Your goal: Duplicate the passage from the D. duellmani forum thread starting at "## jbeetle (Feb" and ending at "(Feb 29, 2004)".

# D. duellmani



## Afemoralis (Mar 17, 2005)

Hi

Can anyone tell me about the status of D. duellmani in the hobby? Is it established? A few poached individuals?

How about terrarium observations? Is it any different from the other thumbs?

Thanks!


----------



## Shockfrog (Apr 14, 2004)

A few are available in Europe. At this moment I'm waiting to get a few froglets from a friend of mine but they are very rare. The species is very aggresive and it's a grounddwelling frog just as reticulatus is. These are probably close relatives.

There's the Peruvian form that was imported as quinquevittatus some 10 years ago. I don't think the ones available now are descendants from the imports though. My guess is that some where smuggled not very long ago. 
Legal status of these is not really known because of the imports 10 years ago.

The Ecuadorian form without the yellow lateral stripes must be illegal because they where never legally imported.

I don't know if any are available in the US but I doubt it..

Remco


----------



## ryalan (Mar 19, 2005)

Hey I was checking pics about that frog I have had them and I know where to find some...


----------



## Shockfrog (Apr 14, 2004)

haha... ofcourse you do! If we all just lived where you live.....

Remco


----------



## frogsintn (Mar 26, 2004)

yeah.......Peru :lol:


----------



## ryalan (Mar 19, 2005)

*From Peru*

hello guys, actually those frogs are not too far from Iquitos, the thing is that the collectors for smuggling don't like to go out to look of rmore and more, they just want to sell the frogs at not more than 10 mins of Iquitos


----------



## christina hanson (Feb 16, 2004)

Hello,

In 1998 198 D. reticulatus were imported, plus 636 in 1999 and 176 in 2000. (stats from CITES trade database). The retics that came in on these importations ranged from looking like the standard retics with the solid red back and maybe a few dots towards the rump to some that had broken dashes to a few that were completely lined down the back. The latter looked a lot like what folks are calling D. duellmanii. I still am confused as to how they would be classified and why. The frog described by Shockfrog sounds exactly like what we saw come in.

Some of these lined retics or whatever they should be called are still in the US hobby, and are legal to boot. 

Christina


----------



## jbeetle (Feb 8, 2004)

From what I understand, there are striped retics and then there are a couple morphs of duellmani (all red, red & yellow, others?). I don't know a whole lot about it, but maybe Mark Pepper will step in and add something a little more concrete to the post .


----------



## MPepper (Feb 29, 2004)

Supplied entries:

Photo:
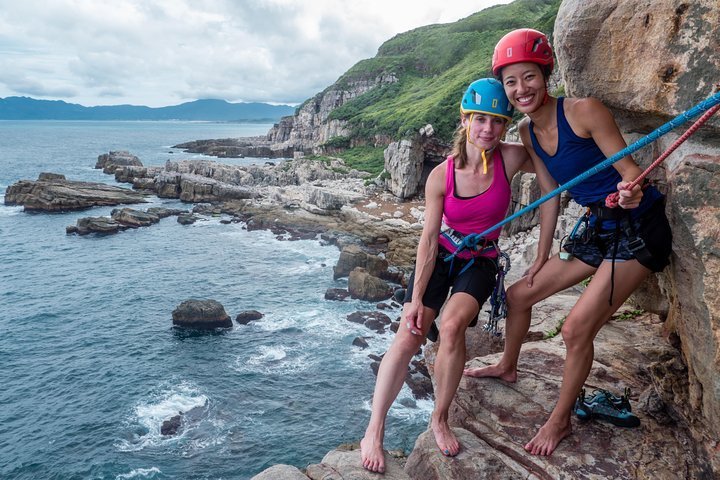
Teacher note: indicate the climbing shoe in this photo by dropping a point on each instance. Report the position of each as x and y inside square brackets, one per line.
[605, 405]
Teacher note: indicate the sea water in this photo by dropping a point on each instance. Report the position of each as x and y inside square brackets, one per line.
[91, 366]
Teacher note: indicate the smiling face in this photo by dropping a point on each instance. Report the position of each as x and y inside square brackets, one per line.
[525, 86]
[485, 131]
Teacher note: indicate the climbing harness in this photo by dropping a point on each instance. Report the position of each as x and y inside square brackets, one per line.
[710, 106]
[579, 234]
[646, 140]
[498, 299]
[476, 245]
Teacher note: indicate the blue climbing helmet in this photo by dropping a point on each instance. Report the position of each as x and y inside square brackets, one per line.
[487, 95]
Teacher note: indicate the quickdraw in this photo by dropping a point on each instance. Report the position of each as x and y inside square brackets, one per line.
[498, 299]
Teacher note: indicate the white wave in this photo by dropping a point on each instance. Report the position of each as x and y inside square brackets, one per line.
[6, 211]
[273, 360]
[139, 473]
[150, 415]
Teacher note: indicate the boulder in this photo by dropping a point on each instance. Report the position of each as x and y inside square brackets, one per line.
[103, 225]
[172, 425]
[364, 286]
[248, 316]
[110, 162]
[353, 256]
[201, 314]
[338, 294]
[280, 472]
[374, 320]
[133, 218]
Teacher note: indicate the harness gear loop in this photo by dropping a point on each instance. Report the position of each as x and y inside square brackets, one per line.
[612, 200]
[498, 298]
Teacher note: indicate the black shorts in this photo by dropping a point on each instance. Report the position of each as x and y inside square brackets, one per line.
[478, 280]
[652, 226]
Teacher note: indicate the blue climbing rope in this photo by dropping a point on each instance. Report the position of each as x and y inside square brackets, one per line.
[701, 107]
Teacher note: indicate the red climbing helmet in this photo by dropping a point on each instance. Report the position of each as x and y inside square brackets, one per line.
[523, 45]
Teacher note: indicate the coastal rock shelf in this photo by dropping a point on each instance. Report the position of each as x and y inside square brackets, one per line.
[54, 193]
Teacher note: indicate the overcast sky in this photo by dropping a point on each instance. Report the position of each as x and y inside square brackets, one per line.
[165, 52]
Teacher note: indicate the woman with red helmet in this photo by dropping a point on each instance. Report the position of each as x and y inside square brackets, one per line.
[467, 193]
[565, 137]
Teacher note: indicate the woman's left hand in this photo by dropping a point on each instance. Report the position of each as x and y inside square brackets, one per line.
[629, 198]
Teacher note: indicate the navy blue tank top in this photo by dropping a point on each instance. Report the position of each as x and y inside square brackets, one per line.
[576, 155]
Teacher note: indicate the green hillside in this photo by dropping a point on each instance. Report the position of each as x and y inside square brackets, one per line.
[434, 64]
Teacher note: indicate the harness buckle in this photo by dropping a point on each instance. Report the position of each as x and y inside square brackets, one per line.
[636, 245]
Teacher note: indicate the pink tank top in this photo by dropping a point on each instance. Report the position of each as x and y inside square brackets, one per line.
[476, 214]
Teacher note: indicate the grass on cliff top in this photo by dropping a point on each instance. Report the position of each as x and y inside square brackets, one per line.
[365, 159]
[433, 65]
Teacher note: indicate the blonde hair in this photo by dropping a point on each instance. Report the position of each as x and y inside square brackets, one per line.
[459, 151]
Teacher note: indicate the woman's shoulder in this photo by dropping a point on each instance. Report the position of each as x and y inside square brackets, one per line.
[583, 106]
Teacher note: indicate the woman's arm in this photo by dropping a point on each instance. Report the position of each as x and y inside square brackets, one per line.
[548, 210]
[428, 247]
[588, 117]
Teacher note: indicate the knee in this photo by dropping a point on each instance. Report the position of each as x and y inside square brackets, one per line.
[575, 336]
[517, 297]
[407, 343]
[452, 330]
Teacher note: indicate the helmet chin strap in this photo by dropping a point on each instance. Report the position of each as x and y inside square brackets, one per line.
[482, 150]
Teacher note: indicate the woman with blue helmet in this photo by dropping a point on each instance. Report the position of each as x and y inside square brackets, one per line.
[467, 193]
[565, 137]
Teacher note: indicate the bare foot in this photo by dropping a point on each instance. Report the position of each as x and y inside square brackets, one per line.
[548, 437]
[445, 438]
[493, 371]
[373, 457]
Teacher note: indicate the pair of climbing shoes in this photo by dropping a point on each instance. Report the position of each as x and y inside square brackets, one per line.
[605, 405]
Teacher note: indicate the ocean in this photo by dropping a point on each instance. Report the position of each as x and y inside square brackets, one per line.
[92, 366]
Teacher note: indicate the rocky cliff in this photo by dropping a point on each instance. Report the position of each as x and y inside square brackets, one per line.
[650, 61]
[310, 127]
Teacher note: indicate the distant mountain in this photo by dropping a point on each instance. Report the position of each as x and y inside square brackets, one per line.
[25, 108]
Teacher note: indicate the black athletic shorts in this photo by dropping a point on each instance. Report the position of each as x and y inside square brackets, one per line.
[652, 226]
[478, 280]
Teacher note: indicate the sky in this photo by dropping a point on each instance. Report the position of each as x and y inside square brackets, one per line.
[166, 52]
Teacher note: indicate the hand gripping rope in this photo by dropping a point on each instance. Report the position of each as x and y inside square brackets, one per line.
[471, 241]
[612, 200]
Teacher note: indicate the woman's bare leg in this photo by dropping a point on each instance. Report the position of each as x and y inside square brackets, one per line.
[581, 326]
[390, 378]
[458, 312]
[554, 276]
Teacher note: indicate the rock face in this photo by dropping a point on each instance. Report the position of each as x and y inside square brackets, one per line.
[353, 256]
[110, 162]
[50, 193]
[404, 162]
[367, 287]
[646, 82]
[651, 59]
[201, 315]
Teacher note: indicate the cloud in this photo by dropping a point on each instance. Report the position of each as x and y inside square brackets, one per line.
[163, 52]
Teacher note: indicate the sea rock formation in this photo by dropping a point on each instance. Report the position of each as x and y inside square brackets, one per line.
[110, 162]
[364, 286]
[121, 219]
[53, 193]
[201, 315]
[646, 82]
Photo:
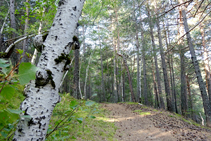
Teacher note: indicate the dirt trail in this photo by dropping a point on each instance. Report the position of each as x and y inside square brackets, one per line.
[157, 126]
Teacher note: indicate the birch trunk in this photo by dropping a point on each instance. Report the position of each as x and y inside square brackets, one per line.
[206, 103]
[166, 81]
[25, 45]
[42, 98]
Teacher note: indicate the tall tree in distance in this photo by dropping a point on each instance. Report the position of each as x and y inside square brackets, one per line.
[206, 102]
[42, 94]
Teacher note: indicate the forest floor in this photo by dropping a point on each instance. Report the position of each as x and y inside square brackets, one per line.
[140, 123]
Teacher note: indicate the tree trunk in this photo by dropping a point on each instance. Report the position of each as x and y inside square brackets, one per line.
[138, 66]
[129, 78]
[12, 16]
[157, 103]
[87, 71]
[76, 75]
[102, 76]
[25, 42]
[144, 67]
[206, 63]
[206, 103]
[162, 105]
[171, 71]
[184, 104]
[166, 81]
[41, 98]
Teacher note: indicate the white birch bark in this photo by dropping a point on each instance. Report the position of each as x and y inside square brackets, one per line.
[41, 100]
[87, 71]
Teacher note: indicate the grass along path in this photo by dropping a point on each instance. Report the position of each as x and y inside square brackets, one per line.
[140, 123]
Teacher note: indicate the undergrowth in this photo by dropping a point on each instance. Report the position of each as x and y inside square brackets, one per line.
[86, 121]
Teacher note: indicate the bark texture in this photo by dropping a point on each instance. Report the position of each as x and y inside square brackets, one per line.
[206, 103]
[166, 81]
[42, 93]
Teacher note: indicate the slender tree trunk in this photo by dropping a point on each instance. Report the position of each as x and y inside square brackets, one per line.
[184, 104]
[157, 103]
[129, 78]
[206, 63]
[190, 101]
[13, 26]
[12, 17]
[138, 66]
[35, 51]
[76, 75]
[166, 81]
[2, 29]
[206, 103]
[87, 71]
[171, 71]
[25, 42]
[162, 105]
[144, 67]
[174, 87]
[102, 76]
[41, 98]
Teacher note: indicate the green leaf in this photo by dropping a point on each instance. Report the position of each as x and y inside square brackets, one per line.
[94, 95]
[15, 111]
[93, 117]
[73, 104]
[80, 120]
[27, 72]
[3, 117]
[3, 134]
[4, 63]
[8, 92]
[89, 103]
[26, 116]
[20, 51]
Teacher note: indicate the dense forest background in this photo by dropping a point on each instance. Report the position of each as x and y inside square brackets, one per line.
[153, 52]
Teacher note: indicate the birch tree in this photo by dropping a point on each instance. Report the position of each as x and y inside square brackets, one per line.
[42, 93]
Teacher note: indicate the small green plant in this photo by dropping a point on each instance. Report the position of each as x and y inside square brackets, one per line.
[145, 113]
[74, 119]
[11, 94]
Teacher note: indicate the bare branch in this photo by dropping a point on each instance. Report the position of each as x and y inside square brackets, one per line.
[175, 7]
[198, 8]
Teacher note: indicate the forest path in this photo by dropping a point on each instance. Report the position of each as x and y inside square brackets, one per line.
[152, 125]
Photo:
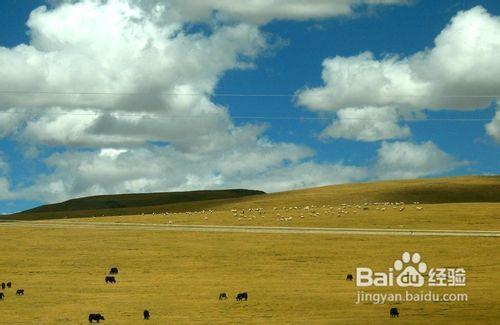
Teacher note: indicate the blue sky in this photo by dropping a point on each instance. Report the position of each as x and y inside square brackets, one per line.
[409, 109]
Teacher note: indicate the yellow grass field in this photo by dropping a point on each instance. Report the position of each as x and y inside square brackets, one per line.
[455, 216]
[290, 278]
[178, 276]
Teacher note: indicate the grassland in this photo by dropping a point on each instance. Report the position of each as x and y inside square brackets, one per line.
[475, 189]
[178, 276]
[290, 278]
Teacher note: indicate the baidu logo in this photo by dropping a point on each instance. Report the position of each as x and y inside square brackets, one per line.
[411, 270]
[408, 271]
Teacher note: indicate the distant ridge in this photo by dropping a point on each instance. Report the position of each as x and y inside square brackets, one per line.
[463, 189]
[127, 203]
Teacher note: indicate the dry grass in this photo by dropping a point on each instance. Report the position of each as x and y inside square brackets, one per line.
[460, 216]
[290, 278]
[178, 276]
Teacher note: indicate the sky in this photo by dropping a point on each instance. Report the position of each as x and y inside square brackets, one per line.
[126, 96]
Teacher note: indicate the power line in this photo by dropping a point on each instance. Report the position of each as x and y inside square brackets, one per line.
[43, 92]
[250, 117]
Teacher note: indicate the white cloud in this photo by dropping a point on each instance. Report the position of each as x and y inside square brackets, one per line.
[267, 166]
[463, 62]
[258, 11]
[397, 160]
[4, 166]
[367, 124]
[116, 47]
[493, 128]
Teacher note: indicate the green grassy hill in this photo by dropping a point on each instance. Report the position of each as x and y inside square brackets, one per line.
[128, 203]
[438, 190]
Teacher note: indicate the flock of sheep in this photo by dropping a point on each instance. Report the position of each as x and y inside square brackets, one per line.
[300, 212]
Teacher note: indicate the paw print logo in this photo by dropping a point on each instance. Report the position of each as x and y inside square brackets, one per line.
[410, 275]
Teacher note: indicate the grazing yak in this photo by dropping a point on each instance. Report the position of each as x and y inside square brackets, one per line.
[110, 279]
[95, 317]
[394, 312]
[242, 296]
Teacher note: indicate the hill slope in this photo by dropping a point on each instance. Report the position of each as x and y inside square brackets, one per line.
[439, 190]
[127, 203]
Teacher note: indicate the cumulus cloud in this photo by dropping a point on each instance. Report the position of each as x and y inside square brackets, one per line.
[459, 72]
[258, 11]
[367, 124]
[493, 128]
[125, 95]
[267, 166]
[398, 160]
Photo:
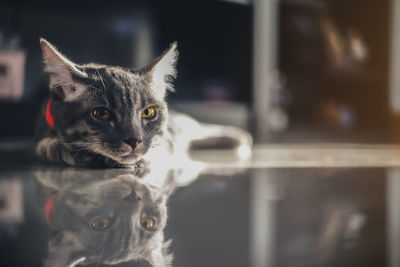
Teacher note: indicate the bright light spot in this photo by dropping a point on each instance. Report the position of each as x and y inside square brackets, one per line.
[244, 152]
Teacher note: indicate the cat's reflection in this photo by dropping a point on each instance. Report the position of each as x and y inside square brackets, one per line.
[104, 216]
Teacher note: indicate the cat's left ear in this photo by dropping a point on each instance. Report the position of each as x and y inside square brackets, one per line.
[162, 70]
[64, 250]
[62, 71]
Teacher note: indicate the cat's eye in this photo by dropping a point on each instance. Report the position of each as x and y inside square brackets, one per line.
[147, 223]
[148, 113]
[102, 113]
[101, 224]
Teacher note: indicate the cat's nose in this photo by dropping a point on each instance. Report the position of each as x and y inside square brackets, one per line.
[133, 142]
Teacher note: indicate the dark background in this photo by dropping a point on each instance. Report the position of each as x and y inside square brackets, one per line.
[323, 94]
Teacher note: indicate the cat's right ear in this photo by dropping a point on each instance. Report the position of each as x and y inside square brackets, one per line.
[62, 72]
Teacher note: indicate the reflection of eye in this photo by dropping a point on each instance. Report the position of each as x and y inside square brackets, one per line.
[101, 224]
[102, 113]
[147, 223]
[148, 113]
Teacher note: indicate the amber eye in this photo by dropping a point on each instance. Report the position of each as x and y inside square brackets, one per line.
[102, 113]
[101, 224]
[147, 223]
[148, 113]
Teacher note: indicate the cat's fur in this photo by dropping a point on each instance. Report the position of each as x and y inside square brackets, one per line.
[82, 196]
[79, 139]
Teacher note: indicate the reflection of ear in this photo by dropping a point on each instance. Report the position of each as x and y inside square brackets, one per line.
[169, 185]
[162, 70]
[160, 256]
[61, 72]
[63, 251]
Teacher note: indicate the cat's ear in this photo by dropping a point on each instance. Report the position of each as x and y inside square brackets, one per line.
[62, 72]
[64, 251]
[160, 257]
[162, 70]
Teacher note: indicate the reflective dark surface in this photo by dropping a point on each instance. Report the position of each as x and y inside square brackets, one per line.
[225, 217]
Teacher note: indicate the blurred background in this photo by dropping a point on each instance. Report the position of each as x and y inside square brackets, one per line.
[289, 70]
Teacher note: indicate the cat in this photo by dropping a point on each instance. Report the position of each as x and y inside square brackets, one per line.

Answer to the exercise:
## jbeetle (Feb 8, 2004)

From what I understand, there are striped retics and then there are a couple morphs of duellmani (all red, red & yellow, others?). I don't know a whole lot about it, but maybe Mark Pepper will step in and add something a little more concrete to the post .


----------



## MPepper (Feb 29, 2004)